• What needs to be done
Quote everything from the start of the records down to the line containing "M 153 14 L 154", with both ends included.

Shape labeling records:
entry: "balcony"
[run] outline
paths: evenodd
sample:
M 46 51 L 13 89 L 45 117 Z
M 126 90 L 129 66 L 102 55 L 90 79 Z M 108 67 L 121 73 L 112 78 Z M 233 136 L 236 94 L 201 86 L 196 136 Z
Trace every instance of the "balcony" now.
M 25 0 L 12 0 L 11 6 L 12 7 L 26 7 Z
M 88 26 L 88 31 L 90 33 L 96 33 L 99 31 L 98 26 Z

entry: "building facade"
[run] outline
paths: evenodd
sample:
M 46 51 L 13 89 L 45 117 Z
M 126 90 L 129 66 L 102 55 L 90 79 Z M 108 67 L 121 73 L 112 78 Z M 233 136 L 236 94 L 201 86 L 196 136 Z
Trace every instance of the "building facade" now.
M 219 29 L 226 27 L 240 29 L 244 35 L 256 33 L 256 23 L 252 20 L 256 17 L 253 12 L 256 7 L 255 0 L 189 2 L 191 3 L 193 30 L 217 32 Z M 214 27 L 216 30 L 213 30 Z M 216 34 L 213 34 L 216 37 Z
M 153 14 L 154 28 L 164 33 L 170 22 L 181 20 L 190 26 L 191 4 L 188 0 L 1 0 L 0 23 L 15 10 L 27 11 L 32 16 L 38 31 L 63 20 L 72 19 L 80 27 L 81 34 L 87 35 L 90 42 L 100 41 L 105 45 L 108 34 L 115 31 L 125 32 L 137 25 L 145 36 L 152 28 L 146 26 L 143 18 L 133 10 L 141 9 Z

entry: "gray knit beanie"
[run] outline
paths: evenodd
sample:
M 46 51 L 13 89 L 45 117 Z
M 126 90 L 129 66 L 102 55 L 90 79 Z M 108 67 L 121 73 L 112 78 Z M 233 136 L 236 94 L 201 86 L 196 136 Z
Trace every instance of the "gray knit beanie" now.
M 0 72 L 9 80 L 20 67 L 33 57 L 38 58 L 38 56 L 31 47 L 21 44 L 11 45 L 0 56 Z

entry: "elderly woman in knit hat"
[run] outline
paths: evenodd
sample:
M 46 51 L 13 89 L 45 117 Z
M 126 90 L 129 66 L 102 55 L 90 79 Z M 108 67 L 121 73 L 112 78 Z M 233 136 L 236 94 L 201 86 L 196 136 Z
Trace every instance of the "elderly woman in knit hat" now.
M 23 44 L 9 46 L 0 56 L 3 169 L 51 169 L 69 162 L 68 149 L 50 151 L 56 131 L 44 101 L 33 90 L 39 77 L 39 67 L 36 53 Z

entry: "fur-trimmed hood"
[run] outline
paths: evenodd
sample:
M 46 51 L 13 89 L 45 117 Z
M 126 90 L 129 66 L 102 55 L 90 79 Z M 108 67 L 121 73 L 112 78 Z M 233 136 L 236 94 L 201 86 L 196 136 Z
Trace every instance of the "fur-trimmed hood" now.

• Correct answer
entry: "balcony"
[run] outline
paths: evenodd
sample:
M 46 51 L 13 89 L 45 117 Z
M 126 90 L 129 66 L 102 55 L 90 79 Z M 108 67 L 121 73 L 112 78 Z M 233 136 L 236 94 L 201 86 L 196 136 Z
Trace every instance of the "balcony" now.
M 25 0 L 12 0 L 11 6 L 12 7 L 26 7 Z
M 88 26 L 88 31 L 90 33 L 96 33 L 99 31 L 98 26 Z

entry: "building facade"
[run] outline
paths: evenodd
sample:
M 46 51 L 13 89 L 45 117 Z
M 126 90 L 129 66 L 102 55 L 90 79 Z M 108 67 L 121 73 L 112 78 Z M 233 136 L 236 94 L 201 86 L 196 136 Z
Trace every instance of the "building facade" now.
M 219 29 L 226 27 L 240 29 L 244 35 L 256 33 L 256 23 L 252 20 L 256 17 L 253 12 L 256 7 L 255 0 L 189 2 L 191 3 L 193 30 L 217 32 Z M 214 27 L 216 30 L 213 30 Z M 216 34 L 213 34 L 216 37 Z
M 153 14 L 154 28 L 164 33 L 170 22 L 181 20 L 190 26 L 191 4 L 188 0 L 1 0 L 0 23 L 15 10 L 27 11 L 32 16 L 38 31 L 63 20 L 72 19 L 80 27 L 81 34 L 87 35 L 90 42 L 100 41 L 105 45 L 108 34 L 115 31 L 125 32 L 137 25 L 145 36 L 152 28 L 146 26 L 143 18 L 133 10 L 141 9 Z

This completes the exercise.